## MATERIAL FOR THE TASK
[start]

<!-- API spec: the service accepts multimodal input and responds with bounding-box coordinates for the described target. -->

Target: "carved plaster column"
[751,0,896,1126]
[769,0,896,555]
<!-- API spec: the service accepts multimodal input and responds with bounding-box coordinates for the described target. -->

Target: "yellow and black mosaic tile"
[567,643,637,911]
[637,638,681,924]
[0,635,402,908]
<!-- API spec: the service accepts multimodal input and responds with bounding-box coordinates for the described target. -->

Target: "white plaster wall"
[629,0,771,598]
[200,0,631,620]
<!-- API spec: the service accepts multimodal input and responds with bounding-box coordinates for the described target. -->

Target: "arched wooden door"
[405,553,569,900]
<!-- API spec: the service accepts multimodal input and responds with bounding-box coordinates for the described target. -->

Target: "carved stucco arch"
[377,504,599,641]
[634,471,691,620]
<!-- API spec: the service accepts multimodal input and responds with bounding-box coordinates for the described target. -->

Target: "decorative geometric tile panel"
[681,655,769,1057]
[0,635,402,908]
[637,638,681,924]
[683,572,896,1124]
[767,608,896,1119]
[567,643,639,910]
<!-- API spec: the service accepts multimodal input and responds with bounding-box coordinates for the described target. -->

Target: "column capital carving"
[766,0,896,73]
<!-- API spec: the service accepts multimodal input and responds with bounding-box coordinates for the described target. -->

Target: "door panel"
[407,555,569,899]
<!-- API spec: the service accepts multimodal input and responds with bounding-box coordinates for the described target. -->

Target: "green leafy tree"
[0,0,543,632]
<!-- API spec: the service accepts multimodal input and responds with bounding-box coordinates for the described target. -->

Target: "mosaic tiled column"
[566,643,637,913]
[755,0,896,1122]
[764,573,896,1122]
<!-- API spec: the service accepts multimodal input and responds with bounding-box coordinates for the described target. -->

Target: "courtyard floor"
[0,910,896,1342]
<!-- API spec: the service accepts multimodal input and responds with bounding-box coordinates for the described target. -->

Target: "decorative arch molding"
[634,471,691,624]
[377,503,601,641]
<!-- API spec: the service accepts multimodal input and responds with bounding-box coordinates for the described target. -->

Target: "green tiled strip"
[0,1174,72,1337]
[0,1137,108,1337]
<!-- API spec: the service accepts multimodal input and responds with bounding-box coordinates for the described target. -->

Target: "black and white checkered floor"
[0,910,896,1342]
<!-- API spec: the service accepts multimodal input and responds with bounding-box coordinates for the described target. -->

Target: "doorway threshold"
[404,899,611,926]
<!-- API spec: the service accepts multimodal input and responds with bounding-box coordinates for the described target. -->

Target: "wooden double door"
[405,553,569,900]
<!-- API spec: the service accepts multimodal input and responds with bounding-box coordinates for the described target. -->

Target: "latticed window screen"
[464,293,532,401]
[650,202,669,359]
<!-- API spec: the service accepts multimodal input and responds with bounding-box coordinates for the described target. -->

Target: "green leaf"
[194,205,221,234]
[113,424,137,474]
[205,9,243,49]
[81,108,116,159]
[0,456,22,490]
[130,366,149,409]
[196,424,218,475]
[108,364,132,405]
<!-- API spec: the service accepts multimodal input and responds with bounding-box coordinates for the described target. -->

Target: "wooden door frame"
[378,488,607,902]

[end]

## GOAL
Reproduce the listing from its start through the line holding "[769,0,896,555]", inclusive, keeping the requests unchanged. Multiply every bounding-box coordinate in the answers by 1.7 and round each result to a whole number, rounding halves up.

## CORRECT OUTPUT
<!-- API spec: the service accepts multimodal input and responds with bounding-box coordinates for the described target. -->

Target: "carved plaster column"
[1277,0,1523,1914]
[1307,0,1523,944]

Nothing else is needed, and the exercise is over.